• What to work on:
Restating the data exactly is the whole task.

[Saved entries]
>>

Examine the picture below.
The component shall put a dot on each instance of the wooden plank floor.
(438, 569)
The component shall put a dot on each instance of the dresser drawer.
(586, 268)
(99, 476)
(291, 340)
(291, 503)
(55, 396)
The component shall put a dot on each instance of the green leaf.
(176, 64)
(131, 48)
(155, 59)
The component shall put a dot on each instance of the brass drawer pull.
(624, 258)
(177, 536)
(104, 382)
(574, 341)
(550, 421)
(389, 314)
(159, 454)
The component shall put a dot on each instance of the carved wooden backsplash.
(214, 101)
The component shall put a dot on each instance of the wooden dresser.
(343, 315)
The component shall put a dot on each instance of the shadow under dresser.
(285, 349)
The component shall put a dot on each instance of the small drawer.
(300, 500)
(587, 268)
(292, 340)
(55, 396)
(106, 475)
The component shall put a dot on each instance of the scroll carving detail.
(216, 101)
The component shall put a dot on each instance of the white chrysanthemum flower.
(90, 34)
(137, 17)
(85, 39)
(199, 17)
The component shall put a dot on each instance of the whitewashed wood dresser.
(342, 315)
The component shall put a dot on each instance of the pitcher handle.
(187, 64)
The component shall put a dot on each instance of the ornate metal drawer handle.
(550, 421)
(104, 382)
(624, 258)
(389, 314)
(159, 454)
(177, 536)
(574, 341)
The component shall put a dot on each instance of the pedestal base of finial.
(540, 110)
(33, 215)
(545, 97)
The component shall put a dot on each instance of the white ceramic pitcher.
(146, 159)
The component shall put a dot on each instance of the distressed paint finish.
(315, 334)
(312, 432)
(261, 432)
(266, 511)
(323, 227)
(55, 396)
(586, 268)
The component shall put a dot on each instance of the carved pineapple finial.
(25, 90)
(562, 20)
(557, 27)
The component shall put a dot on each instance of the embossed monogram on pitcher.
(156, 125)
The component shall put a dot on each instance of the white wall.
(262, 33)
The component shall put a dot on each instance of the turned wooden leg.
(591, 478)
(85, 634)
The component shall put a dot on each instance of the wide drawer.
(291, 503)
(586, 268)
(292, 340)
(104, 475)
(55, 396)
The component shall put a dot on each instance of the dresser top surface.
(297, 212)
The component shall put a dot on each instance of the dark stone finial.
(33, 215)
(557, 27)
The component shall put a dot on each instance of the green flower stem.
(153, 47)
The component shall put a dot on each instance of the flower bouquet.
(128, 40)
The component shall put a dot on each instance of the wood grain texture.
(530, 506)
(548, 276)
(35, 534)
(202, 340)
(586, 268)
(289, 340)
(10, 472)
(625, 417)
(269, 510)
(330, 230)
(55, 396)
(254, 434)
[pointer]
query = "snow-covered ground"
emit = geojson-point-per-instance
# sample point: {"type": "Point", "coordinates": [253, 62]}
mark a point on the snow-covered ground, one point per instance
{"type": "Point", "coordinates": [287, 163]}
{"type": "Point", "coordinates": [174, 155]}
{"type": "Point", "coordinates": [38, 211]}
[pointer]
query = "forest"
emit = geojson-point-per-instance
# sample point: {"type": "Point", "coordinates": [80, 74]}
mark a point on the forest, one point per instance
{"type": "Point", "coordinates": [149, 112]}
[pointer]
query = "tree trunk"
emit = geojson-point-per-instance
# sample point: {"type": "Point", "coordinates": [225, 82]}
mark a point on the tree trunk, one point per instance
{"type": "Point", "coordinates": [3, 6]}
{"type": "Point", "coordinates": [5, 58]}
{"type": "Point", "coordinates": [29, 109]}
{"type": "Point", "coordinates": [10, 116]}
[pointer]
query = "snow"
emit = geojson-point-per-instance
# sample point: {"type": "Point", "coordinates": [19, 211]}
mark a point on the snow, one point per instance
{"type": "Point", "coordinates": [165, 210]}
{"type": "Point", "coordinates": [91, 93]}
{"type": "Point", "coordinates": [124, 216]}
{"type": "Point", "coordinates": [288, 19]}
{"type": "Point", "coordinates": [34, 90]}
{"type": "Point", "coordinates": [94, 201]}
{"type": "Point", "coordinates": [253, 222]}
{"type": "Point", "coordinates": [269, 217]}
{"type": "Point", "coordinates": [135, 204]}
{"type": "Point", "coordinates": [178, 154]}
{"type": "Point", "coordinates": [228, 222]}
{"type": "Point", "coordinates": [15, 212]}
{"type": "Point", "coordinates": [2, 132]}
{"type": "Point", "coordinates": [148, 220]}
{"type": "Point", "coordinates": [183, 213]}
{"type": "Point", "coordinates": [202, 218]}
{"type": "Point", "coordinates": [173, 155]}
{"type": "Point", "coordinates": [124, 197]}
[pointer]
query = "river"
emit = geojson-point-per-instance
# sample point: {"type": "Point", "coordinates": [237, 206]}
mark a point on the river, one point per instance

<<

• Exercise response:
Examine the picture below.
The component shall put a dot on each instance of the wooden plank floor.
(438, 569)
The component shall put a dot on each instance of the dresser drawer.
(586, 268)
(99, 476)
(291, 340)
(291, 503)
(55, 396)
The component shall put a dot on each instance of the green leaf.
(176, 64)
(131, 48)
(155, 59)
The component shall put a dot on each instance of the brass drawer pull.
(624, 258)
(177, 536)
(104, 382)
(574, 341)
(550, 421)
(389, 314)
(159, 454)
The component shall put a dot on each instance of the carved wooden backsplash.
(214, 101)
The component shall put a dot on each instance of the wooden dresser.
(343, 315)
The component shall put a dot on each instance of the shadow under dresser.
(285, 349)
The component shall put a dot on each instance of the small drawer.
(300, 500)
(587, 268)
(292, 340)
(55, 396)
(106, 475)
The component shall put a dot on each instance of the scroll carving detail.
(216, 101)
The component shall put a dot on each instance of the white chrysanthemum flower.
(90, 34)
(137, 17)
(85, 39)
(199, 17)
The component shall put a dot on each instance of the whitewashed wood dresser.
(342, 315)
The component shall put a dot on each instance of the pitcher handle.
(187, 64)
The component shall put a dot on each instance of the ornate metal drawer handle.
(550, 421)
(104, 382)
(624, 258)
(389, 314)
(159, 454)
(177, 536)
(574, 341)
The component shall put a dot on each instance of the pedestal base of finial.
(540, 110)
(33, 215)
(545, 97)
The component shall put a dot on each instance of the white ceramic pitcher.
(146, 159)
The component shall put a dot on each instance of the distressed paint finish.
(315, 334)
(312, 432)
(261, 432)
(266, 511)
(323, 227)
(55, 396)
(586, 268)
The component shall put a dot on each instance of the carved pineapple finial.
(25, 90)
(562, 20)
(557, 27)
The component shall put a dot on each instance of the embossed monogram on pitcher.
(156, 125)
The component shall put a dot on each instance of the white wall.
(262, 33)
The component shall put a dot on each instance of the turned wooden leg.
(591, 478)
(85, 634)
The component shall put a dot on each instance of the wide drawer.
(291, 503)
(586, 268)
(292, 340)
(104, 475)
(55, 396)
The component shall put a dot on each instance of the dresser top surface.
(297, 212)
The component shall put a dot on each instance of the dark stone finial.
(33, 215)
(557, 27)
The component shall put a dot on each instance of the green flower stem.
(153, 47)
The component shall put a dot on each instance of the flower bouquet.
(128, 40)
The component shall put a dot on each instance of the wood grain texture.
(530, 506)
(548, 276)
(35, 534)
(202, 340)
(586, 268)
(289, 340)
(10, 472)
(625, 417)
(269, 510)
(330, 230)
(55, 396)
(254, 434)
[pointer]
query = "snow-covered ground"
emit = geojson-point-per-instance
# sample point: {"type": "Point", "coordinates": [253, 62]}
mark a point on the snow-covered ground, one point per instance
{"type": "Point", "coordinates": [287, 163]}
{"type": "Point", "coordinates": [174, 155]}
{"type": "Point", "coordinates": [38, 211]}
[pointer]
query = "forest"
emit = geojson-point-per-instance
# sample point: {"type": "Point", "coordinates": [80, 74]}
mark a point on the forest, one point per instance
{"type": "Point", "coordinates": [149, 112]}
[pointer]
query = "tree trunk"
emit = geojson-point-per-instance
# sample point: {"type": "Point", "coordinates": [225, 82]}
mark a point on the tree trunk, one point per instance
{"type": "Point", "coordinates": [3, 6]}
{"type": "Point", "coordinates": [5, 58]}
{"type": "Point", "coordinates": [29, 109]}
{"type": "Point", "coordinates": [10, 116]}
[pointer]
query = "snow"
emit = geojson-point-per-instance
# sample point: {"type": "Point", "coordinates": [19, 211]}
mark a point on the snow, one point per instance
{"type": "Point", "coordinates": [165, 210]}
{"type": "Point", "coordinates": [91, 93]}
{"type": "Point", "coordinates": [124, 216]}
{"type": "Point", "coordinates": [288, 19]}
{"type": "Point", "coordinates": [34, 90]}
{"type": "Point", "coordinates": [94, 201]}
{"type": "Point", "coordinates": [253, 222]}
{"type": "Point", "coordinates": [269, 217]}
{"type": "Point", "coordinates": [135, 204]}
{"type": "Point", "coordinates": [178, 154]}
{"type": "Point", "coordinates": [228, 222]}
{"type": "Point", "coordinates": [15, 212]}
{"type": "Point", "coordinates": [2, 132]}
{"type": "Point", "coordinates": [148, 220]}
{"type": "Point", "coordinates": [183, 213]}
{"type": "Point", "coordinates": [202, 218]}
{"type": "Point", "coordinates": [173, 155]}
{"type": "Point", "coordinates": [124, 197]}
[pointer]
query = "river"
emit = geojson-point-per-instance
# sample point: {"type": "Point", "coordinates": [237, 206]}
mark a point on the river, one point per instance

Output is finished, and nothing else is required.